Could you copy every one of the items below character for character, leaving the pictures out of your answer?

— START EXERCISE MATERIALS —

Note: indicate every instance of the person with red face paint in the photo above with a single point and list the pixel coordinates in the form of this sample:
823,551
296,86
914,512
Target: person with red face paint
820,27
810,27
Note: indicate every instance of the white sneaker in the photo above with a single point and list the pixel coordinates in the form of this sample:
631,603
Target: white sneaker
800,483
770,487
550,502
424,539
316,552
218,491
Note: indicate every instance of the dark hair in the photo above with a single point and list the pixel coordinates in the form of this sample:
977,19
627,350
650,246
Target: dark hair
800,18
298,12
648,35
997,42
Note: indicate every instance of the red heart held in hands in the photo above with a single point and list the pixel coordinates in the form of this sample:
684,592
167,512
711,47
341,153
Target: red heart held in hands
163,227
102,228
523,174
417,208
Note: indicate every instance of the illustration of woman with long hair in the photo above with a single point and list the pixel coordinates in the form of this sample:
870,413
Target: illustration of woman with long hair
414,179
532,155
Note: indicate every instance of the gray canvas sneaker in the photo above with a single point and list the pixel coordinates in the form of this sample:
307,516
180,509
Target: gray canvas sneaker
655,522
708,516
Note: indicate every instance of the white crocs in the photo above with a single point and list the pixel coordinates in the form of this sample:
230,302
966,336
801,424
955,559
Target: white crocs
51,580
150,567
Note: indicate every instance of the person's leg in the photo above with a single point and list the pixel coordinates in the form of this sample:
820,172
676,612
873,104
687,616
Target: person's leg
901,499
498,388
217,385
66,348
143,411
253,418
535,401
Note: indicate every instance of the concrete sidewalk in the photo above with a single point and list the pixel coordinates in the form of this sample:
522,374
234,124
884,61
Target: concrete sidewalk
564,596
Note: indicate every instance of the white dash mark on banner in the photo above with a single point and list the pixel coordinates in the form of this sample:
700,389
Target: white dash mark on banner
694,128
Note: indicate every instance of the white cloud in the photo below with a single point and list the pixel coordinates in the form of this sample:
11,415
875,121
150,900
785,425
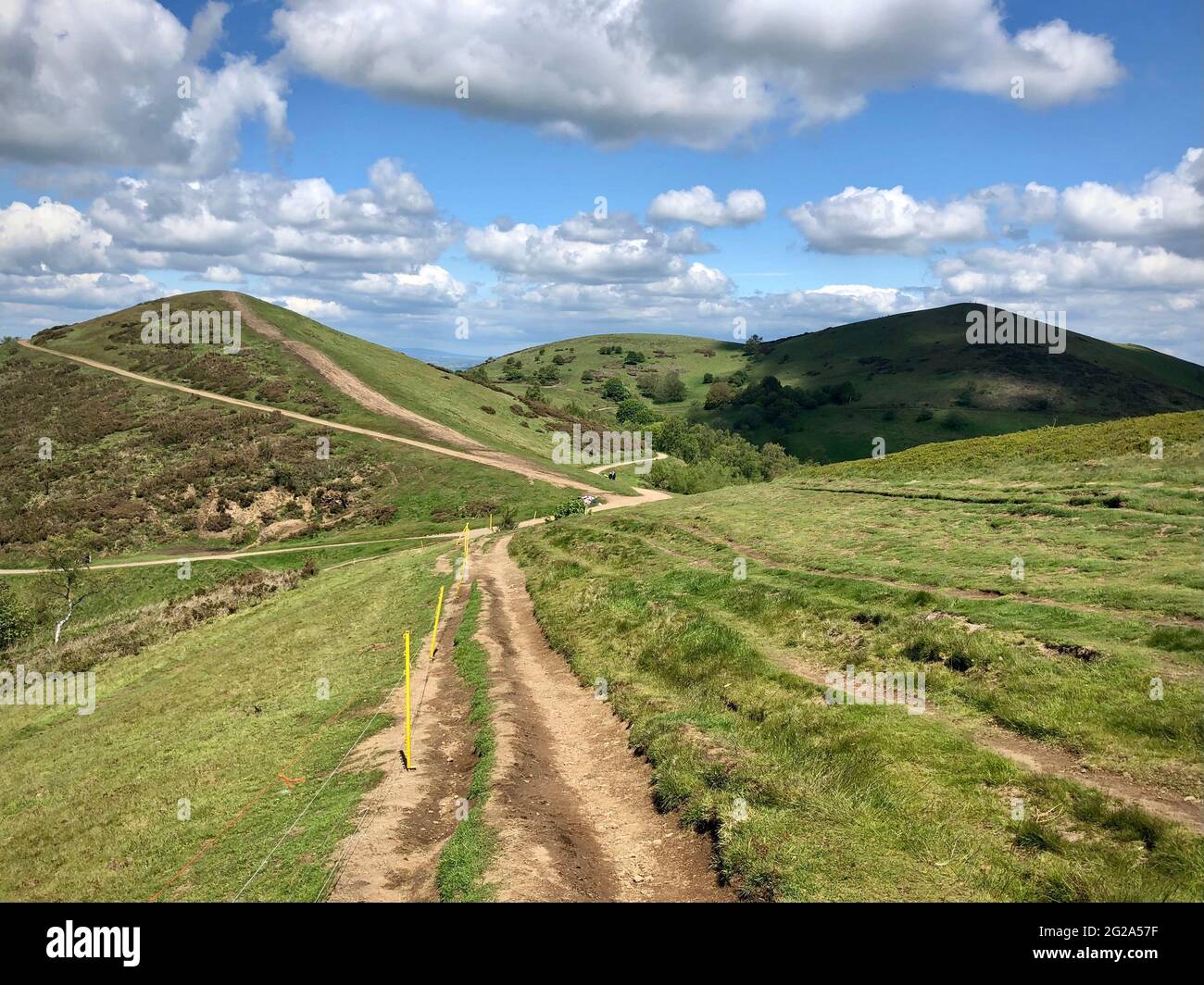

— END EXERCISE MATERIALS —

> **RESPONSE**
Note: indicate every instance of the person with red face paint in the photo above with a single point and list the pixel coordinates in the form of this sample:
823,551
296,86
914,512
Target: person with red face paint
820,27
810,27
Note: indicate every instance of the white sneaker in the photo above with a single point and list the pixel coordinates in the form of this sample:
631,603
Target: white sneaker
800,483
770,487
550,502
424,539
316,552
218,491
Note: indicate every instance of the dark hair in the photo above with a single point and list the pixel coordinates in the form of this sample:
977,19
627,350
650,246
Target: dark hair
800,18
298,12
648,35
997,42
Note: indicate every instance of the red heart held in hands in the photo above with a single point and list the pixel coordinates in the form of this sample:
684,592
167,512
711,47
341,153
Target: red heart held in hands
163,227
102,228
523,174
417,208
Note: indicate every instance of the illustration of woman with long hair in the photo above with a single point and list the pixel coordinates in the form of this sample:
870,413
Target: illustration of woman with long hair
414,179
532,155
Note: indicate every instance of the gray canvas sneaker in the photo above with a single point and list the pixel coordinates in the form of this sample:
307,516
180,509
Target: gray canvas sneaker
655,522
708,516
Note: indicate every instance of the white crocs in the photo above with a single point and list the pixel coordinates in the form of this sample:
230,302
966,336
801,424
955,559
Target: white crocs
51,580
150,567
Note: indicate every instance of the person's leg in the photo above with a single point and list the pixel coordinates in the form of this sample:
820,172
676,612
873,104
687,616
Target: person's leg
901,499
498,388
217,385
66,348
143,411
253,418
535,401
Note: indicate every instance of the concrete sidewalk in the photo above with a single point and list the pixel coordinates in the form of this sample:
522,374
234,124
884,61
Target: concrete sidewalk
564,596
Note: indicate every instance of the white dash mark on banner in the photo above with a single point and list the pixel coordinates in the form of this sample:
700,389
Target: white dash mark on banner
694,128
Note: indicate every instance of the white cloud in the photo below with a single point and list the pixel coordinates in the form of this sample:
11,415
875,121
150,900
785,425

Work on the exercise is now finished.